Depuis des mois, que dis-je, au moins deux décennies, les Urgences sont en… urgence absolue. Toubibs hospitaliers, chirurgiens, chefs de service, infirmiers ou infirmières observent une grève et maintiennent fermement leurs revendications, tout en prodiguant des soins ou en accomplissant des actes opératoires. Ils ne cessent d’affirmer que le capital vital des hôpitaux est engagé. Nul n’en ignore les raisons multiples : service des urgences en surchauffe, recours du public à celui-ci de façon pas toujours appropriée, absence de coordination entre la médecine hospitalière et le secteur libéral, manque de moyens dans les CHU ou les hôpitaux de petites villes etc.
Précisons que Paris est parfois plus mal loti que la province : de grands hôpitaux tels que Saint-Joseph dans le 14ème et Cochin, où l’accueil des malades ainsi que leur suivi dans certains services laissent à penser que le respect dû au malade est au mieux négligé faute de personnel et, au pire, bafoué !
──────────────────────────────
Reproduisez à l'identique le passage du texte sur la crise des urgences hospitalières qui s'ouvre sur les mots contenant « Depuis des mois, que » et se clôt sur « petites villes etc. ». Il n'est pas nécessaire de consulter les entrées.

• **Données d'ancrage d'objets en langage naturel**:
──────────────────────────────
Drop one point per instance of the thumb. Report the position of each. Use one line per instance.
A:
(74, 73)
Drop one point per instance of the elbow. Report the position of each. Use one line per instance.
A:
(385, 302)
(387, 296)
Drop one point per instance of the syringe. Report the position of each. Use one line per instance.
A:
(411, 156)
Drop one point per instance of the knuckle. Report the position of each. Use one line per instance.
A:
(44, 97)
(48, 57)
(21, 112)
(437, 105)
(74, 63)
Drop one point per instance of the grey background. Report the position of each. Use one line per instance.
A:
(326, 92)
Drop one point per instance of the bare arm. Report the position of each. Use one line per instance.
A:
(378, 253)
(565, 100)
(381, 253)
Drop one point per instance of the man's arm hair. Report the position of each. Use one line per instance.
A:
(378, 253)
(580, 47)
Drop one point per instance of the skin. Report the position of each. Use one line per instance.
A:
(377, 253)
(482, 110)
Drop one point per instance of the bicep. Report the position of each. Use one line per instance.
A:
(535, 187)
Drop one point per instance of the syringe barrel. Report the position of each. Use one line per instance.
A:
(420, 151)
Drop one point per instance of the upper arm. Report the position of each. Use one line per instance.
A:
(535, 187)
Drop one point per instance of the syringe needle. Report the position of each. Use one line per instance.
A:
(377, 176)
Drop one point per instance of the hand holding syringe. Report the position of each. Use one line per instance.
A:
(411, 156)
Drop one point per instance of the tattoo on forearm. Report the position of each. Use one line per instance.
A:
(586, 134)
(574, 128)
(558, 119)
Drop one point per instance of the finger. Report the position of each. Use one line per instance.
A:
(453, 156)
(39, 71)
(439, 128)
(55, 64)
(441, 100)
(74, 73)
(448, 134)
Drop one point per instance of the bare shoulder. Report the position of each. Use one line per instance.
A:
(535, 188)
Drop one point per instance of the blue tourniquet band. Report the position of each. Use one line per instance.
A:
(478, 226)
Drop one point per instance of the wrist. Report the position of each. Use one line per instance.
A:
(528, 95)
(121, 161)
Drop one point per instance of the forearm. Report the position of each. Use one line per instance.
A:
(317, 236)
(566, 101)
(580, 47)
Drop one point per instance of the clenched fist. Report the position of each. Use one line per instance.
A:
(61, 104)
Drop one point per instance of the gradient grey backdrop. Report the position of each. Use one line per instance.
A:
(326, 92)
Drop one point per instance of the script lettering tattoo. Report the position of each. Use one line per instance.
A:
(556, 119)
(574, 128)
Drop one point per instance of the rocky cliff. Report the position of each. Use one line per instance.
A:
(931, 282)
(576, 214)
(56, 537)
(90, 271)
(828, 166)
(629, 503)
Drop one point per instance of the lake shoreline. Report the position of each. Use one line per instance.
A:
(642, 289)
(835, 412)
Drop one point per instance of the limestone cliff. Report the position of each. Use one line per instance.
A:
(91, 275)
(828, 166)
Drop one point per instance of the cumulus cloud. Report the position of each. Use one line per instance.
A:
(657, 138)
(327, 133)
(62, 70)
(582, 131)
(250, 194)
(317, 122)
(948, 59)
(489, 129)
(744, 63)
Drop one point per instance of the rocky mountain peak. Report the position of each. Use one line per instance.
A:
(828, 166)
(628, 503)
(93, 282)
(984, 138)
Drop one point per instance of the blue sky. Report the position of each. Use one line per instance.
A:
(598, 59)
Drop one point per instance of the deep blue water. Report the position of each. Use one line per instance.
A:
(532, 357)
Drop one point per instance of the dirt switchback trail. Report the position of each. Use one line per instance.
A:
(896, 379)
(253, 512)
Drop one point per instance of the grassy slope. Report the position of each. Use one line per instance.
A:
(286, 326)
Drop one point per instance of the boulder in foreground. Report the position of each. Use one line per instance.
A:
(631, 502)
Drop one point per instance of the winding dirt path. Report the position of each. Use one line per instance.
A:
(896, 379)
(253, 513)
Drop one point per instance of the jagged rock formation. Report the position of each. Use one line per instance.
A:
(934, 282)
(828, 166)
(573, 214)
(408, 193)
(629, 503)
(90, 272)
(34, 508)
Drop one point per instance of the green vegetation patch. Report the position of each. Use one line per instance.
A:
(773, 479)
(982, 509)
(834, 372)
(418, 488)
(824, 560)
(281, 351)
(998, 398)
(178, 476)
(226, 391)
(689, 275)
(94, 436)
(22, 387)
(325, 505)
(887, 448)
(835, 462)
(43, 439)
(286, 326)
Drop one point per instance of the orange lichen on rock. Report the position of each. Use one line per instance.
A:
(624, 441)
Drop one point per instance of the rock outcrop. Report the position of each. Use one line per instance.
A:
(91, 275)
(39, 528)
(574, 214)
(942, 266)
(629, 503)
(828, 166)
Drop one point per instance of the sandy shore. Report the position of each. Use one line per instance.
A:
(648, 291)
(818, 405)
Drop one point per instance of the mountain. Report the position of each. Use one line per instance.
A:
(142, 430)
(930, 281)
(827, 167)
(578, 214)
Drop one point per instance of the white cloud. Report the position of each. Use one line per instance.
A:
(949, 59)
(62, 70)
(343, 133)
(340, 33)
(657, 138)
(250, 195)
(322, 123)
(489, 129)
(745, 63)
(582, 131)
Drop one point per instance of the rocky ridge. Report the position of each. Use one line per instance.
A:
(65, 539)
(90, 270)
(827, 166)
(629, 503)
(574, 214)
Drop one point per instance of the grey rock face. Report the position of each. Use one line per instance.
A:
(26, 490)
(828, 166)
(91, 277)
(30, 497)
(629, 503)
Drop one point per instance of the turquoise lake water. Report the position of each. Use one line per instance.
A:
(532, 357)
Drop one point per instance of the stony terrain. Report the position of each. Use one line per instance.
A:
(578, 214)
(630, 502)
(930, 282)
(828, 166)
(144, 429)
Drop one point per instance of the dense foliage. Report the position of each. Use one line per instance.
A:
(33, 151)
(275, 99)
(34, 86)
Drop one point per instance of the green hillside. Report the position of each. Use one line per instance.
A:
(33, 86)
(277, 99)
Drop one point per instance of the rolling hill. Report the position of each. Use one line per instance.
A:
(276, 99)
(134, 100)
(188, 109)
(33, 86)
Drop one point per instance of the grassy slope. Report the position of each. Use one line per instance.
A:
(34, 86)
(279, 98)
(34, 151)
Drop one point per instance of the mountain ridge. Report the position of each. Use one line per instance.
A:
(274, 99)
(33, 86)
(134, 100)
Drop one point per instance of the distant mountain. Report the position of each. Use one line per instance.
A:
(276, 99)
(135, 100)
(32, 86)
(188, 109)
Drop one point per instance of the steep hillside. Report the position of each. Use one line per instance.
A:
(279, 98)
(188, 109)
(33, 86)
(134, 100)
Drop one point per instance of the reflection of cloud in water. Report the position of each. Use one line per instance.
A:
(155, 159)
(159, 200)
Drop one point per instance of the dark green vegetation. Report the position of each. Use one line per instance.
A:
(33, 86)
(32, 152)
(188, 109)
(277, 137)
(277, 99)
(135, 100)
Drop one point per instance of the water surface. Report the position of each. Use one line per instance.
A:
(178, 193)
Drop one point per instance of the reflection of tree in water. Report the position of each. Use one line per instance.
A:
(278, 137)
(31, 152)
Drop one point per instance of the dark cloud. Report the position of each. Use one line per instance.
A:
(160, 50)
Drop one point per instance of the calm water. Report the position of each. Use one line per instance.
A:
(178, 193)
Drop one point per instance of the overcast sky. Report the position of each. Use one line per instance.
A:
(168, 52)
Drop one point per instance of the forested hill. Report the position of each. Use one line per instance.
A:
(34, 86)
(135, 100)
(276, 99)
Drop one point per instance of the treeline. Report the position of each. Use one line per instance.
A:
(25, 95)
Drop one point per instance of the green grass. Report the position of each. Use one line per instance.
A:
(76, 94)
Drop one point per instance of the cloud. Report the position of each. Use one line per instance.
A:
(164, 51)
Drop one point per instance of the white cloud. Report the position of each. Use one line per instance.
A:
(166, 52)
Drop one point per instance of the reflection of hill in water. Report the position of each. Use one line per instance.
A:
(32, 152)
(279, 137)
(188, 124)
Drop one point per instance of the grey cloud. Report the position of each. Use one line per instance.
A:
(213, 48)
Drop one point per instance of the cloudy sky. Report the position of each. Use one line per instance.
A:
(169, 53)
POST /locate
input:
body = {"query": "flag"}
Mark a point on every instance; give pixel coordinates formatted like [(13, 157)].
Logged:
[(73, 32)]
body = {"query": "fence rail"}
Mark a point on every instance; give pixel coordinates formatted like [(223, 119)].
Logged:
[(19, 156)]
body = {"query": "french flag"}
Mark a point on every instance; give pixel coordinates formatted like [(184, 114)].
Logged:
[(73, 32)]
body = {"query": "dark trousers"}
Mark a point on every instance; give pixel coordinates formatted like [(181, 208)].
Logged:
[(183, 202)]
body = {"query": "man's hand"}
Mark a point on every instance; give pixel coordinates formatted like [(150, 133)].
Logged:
──────────────────────────────
• **Solution proposée**:
Depuis des mois, que dis-je, au moins deux décennies, les Urgences sont en… urgence absolue. Toubibs hospitaliers, chirurgiens, chefs de service, infirmiers ou infirmières observent une grève et maintiennent fermement leurs revendications, tout en prodiguant des soins ou en accomplissant des actes opératoires. Ils ne cessent d’affirmer que le capital vital des hôpitaux est engagé. Nul n’en ignore les raisons multiples : service des urgences en surchauffe, recours du public à celui-ci de façon pas toujours appropriée, absence de coordination entre la médecine hospitalière et le secteur libéral, manque de moyens dans les CHU ou les hôpitaux de petites villes etc.